[start]
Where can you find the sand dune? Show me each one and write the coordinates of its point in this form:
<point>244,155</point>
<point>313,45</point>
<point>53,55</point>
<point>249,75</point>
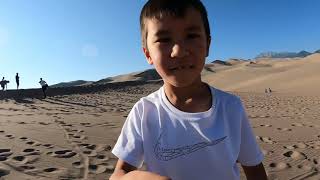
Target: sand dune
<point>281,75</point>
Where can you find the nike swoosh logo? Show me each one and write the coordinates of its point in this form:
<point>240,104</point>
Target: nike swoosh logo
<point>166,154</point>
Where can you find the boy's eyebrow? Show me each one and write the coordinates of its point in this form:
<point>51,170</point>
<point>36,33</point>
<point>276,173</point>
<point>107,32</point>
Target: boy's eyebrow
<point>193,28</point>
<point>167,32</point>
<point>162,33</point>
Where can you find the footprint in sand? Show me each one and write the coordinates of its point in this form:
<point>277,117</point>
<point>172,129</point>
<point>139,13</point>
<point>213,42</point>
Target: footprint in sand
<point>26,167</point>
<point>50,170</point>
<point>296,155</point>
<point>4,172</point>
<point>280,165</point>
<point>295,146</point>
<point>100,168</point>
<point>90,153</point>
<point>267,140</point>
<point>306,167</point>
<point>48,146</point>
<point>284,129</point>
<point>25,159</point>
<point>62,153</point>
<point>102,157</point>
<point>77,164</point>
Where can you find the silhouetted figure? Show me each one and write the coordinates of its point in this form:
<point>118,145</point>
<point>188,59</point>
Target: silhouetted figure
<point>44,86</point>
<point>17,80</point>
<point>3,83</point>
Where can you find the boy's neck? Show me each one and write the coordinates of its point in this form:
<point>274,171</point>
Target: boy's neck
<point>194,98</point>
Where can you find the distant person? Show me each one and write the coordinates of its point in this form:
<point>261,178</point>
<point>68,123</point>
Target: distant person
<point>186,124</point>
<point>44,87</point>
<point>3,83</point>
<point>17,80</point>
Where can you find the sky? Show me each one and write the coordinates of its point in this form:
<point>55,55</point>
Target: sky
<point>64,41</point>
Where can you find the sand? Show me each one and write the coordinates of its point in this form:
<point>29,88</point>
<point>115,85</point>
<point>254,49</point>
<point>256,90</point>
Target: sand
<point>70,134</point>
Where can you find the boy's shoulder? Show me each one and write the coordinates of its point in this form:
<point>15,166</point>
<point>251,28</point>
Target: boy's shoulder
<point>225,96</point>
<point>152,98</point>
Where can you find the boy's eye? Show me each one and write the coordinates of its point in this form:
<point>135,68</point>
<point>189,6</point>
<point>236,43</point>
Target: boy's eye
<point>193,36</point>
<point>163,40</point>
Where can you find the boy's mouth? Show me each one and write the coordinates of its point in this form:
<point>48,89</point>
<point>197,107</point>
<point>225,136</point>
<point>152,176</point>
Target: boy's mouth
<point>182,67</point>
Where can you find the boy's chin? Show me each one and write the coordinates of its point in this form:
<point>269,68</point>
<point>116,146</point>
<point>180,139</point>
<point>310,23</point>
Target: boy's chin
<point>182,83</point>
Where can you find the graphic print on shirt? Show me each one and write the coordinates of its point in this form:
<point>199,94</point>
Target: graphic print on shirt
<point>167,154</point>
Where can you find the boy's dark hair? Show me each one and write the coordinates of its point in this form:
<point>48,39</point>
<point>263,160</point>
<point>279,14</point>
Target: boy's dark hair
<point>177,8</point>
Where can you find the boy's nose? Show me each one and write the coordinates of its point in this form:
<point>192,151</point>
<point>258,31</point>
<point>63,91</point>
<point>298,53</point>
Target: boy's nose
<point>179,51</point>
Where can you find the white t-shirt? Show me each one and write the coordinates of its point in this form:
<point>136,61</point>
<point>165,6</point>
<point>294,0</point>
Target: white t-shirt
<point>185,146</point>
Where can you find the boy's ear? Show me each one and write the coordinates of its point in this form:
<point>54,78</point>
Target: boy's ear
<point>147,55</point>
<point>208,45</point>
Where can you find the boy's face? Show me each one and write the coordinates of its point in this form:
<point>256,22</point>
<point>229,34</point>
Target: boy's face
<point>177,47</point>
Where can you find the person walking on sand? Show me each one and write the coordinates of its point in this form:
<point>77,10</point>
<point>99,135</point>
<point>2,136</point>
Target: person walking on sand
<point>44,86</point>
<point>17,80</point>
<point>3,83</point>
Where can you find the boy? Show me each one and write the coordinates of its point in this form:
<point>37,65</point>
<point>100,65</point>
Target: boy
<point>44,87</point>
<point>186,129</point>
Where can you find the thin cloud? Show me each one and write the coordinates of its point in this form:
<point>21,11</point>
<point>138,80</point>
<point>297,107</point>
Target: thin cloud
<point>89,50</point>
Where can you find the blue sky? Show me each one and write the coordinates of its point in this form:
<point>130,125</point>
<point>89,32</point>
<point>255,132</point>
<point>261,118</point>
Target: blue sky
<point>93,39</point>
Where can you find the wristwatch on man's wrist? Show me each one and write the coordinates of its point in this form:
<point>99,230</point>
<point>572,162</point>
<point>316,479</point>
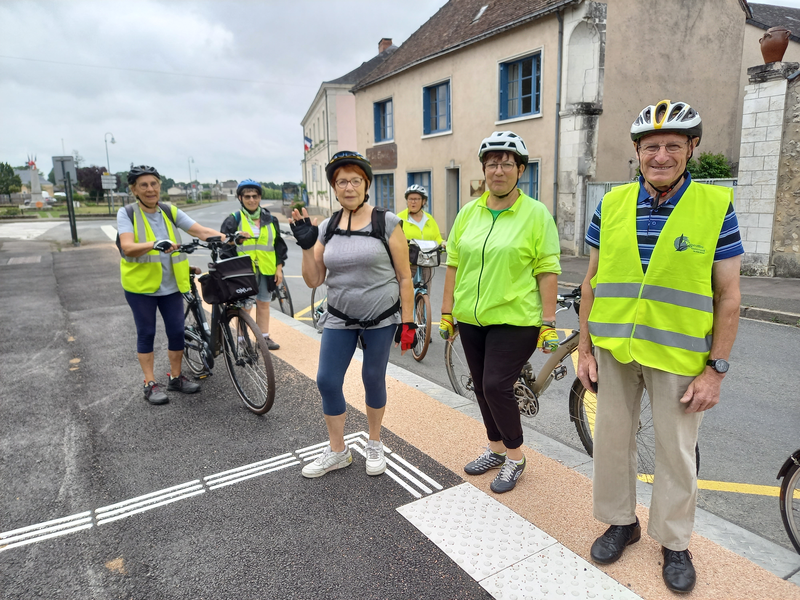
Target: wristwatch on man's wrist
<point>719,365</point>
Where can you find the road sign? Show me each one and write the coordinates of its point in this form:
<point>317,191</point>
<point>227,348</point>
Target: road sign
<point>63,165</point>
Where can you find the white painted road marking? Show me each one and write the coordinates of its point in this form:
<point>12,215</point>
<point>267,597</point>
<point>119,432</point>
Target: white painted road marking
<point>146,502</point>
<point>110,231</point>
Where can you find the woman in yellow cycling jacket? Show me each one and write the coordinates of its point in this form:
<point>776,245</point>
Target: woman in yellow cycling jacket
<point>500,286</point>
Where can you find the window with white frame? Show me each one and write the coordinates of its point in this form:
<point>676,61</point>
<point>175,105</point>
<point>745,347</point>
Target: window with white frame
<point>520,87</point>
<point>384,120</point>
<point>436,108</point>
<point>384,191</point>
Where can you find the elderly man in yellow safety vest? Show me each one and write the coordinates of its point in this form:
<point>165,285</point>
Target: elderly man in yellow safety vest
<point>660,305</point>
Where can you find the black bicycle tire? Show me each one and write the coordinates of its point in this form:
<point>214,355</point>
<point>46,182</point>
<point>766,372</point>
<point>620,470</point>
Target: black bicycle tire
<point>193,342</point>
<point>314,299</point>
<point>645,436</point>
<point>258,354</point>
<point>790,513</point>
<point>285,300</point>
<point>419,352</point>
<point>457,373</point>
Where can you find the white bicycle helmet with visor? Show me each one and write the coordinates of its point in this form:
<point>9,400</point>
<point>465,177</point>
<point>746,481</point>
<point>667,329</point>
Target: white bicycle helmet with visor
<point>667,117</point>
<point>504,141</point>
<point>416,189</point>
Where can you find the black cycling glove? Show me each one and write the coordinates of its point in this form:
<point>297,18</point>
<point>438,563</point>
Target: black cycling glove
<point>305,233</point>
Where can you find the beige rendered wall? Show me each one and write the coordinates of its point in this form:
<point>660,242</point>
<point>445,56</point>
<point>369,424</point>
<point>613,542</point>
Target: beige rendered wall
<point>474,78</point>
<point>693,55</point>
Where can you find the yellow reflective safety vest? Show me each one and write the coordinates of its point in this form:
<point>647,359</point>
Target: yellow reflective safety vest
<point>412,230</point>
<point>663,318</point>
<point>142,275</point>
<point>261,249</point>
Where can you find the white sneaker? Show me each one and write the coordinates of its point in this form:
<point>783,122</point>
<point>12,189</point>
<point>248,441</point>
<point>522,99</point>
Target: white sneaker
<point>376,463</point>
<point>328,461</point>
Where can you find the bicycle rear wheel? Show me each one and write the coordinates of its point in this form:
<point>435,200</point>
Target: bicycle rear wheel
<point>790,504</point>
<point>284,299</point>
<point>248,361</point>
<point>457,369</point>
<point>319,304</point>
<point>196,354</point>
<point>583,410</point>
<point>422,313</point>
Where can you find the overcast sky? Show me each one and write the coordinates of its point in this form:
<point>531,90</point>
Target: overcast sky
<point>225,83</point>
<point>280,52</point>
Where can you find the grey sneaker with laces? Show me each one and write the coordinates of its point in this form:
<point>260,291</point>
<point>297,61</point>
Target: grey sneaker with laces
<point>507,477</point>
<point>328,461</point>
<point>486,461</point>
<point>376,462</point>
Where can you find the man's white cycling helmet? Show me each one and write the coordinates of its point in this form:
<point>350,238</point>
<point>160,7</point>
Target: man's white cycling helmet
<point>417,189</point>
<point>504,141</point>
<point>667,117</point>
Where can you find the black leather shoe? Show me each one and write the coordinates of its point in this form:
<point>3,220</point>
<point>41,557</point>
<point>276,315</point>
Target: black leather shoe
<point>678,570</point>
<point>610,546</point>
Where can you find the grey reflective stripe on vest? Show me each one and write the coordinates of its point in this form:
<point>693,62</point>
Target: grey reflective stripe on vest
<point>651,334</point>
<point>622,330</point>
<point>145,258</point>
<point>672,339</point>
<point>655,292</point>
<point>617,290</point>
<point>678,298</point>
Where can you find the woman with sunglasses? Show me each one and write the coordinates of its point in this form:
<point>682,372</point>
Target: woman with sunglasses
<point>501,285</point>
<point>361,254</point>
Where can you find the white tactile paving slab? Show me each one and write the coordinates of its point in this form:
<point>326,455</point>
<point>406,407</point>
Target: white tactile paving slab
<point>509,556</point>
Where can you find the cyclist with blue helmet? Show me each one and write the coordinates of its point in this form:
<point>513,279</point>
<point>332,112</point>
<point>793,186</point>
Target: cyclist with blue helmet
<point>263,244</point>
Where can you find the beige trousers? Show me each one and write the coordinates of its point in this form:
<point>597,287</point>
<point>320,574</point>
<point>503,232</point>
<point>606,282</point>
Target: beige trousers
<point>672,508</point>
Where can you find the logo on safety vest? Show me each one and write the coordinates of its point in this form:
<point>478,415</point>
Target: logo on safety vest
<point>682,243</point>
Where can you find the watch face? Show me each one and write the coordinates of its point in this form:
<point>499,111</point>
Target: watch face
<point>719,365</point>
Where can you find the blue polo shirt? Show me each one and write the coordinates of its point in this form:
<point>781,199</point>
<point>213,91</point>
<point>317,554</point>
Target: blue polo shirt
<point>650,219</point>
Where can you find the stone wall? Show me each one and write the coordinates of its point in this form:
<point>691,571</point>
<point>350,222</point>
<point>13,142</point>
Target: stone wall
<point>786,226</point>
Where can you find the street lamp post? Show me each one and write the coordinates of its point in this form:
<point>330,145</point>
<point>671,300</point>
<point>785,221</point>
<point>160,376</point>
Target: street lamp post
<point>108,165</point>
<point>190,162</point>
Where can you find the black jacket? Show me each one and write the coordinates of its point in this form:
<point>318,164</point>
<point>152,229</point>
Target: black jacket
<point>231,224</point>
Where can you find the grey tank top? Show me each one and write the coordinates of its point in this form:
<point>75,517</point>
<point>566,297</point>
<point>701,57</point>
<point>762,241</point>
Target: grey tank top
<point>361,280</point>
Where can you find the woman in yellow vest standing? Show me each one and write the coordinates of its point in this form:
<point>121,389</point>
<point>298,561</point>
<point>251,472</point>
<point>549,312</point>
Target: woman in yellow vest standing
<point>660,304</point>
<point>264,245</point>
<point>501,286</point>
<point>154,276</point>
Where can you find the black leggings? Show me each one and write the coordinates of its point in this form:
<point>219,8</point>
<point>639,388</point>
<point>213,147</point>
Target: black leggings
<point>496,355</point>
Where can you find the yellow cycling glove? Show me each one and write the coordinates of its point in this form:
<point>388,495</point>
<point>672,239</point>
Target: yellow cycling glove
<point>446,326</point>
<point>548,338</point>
[end]
[start]
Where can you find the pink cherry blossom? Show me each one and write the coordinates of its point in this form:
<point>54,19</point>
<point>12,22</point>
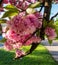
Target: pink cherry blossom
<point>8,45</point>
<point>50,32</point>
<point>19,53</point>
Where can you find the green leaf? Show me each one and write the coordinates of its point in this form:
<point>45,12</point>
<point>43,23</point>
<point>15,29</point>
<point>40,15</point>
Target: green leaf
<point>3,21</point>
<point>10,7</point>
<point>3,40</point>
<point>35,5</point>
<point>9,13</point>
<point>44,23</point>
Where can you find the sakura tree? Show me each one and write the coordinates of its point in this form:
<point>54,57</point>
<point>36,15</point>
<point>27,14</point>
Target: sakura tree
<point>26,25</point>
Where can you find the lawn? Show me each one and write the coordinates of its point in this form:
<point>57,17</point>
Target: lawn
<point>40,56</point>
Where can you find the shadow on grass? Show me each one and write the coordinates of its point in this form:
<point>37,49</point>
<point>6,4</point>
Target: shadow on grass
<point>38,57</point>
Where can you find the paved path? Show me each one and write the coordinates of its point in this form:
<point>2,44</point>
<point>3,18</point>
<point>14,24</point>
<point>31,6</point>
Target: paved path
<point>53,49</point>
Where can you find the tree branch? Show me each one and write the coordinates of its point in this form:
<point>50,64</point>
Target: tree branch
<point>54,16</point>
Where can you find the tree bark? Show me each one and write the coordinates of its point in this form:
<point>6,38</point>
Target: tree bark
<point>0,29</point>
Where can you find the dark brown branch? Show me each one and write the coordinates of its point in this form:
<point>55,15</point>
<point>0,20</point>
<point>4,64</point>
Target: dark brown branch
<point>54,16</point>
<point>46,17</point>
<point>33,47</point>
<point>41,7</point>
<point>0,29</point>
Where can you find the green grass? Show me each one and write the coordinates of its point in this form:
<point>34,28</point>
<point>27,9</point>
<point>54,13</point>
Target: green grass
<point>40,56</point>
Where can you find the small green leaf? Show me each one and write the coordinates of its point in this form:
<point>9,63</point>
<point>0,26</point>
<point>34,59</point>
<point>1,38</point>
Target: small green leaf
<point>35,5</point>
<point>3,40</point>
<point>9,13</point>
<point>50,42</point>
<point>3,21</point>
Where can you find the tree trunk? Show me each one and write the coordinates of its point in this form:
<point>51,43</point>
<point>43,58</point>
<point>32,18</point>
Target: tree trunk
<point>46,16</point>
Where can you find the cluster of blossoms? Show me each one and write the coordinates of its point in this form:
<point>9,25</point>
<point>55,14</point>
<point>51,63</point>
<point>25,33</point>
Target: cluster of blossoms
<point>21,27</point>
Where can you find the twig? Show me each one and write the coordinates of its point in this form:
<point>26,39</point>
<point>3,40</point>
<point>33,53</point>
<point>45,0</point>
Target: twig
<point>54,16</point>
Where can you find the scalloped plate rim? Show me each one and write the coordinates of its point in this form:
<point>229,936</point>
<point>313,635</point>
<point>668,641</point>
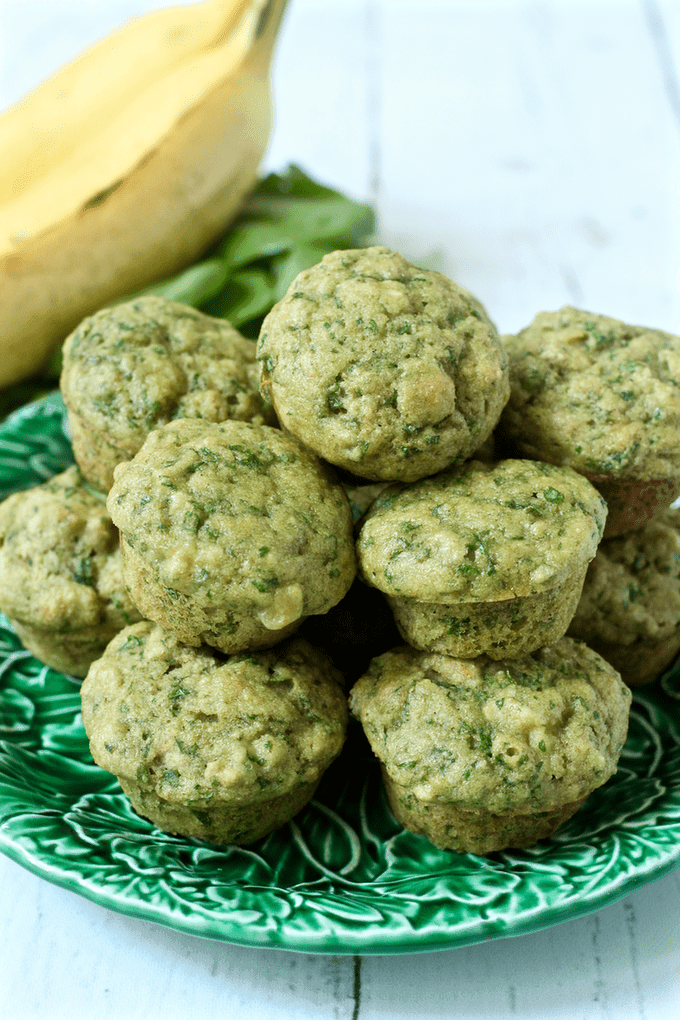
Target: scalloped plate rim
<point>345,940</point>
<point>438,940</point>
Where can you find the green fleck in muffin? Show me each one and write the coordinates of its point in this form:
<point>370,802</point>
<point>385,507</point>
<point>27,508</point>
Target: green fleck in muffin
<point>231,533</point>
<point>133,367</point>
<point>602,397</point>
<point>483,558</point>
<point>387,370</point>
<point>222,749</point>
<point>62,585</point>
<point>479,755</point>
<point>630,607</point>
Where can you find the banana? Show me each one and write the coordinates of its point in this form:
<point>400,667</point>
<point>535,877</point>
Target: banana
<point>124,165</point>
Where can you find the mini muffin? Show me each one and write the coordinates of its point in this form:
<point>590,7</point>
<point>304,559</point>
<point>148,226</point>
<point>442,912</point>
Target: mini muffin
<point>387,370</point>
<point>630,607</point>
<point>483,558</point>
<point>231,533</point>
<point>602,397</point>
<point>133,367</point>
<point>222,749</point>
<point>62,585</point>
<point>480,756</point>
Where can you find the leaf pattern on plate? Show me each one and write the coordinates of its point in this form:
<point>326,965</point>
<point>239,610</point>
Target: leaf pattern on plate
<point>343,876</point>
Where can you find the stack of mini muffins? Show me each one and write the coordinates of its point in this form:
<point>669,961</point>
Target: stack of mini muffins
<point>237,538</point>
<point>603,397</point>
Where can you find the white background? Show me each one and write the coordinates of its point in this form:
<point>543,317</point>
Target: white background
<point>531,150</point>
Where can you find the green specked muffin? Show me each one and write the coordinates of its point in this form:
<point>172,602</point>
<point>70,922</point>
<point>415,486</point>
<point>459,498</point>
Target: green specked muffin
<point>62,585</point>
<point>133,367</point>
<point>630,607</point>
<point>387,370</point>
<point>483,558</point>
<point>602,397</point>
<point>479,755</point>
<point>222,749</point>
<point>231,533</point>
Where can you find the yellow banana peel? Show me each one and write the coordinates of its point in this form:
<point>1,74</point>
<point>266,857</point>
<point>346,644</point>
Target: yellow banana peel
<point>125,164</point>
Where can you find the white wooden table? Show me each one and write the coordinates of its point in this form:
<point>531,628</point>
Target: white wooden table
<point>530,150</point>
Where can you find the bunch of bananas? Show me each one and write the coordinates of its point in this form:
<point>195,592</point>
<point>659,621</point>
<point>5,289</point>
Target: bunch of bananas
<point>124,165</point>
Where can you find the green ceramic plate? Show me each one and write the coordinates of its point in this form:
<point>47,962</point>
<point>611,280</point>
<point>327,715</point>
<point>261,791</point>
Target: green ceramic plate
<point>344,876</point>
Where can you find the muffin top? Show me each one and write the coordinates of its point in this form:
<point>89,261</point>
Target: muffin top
[end]
Problem to work on
Please arrange the stretch of data from the line containing "Where can you find the thin" through the line containing "<point>660,305</point>" as a JSON list of strings, one string per line, with blank lines and the pictures left out.

The reply
[
  "Where can you find the thin cloud? Show me each one and write the coordinates of its point in this form:",
  "<point>21,11</point>",
  "<point>138,80</point>",
  "<point>297,107</point>",
  "Target: thin cloud",
  "<point>89,50</point>",
  "Where can you find the blue sky? Show me each one and write the coordinates of its point in this form:",
  "<point>130,125</point>",
  "<point>89,32</point>",
  "<point>255,132</point>",
  "<point>261,118</point>",
  "Target: blue sky",
  "<point>93,39</point>",
  "Where can you find the wristwatch on man's wrist? Show me each one and write the coordinates of its point in this form:",
  "<point>99,230</point>",
  "<point>572,162</point>",
  "<point>316,479</point>",
  "Target: wristwatch on man's wrist",
  "<point>719,365</point>",
  "Where can you find the road sign? Show me each one and write the coordinates of its point in this form:",
  "<point>317,191</point>",
  "<point>227,348</point>",
  "Target: road sign",
  "<point>63,165</point>",
  "Where can you find the white painted road marking? Show me each one and write the coordinates of its point in this form:",
  "<point>12,215</point>",
  "<point>267,597</point>",
  "<point>119,432</point>",
  "Target: white painted road marking",
  "<point>146,502</point>",
  "<point>110,231</point>",
  "Where can you find the woman in yellow cycling jacket? Show me each one and write the coordinates of its point in this form:",
  "<point>776,245</point>",
  "Target: woman in yellow cycling jacket",
  "<point>500,286</point>",
  "Where can you find the window with white frame? Show me each one and write the coordinates of its point in this form:",
  "<point>676,61</point>",
  "<point>175,105</point>",
  "<point>745,347</point>",
  "Target: window with white frame",
  "<point>520,87</point>",
  "<point>384,120</point>",
  "<point>436,108</point>",
  "<point>384,191</point>",
  "Where can you find the elderly man in yellow safety vest? Show me each one and write the coordinates of its point in this form:",
  "<point>165,285</point>",
  "Target: elderly man in yellow safety vest",
  "<point>660,305</point>"
]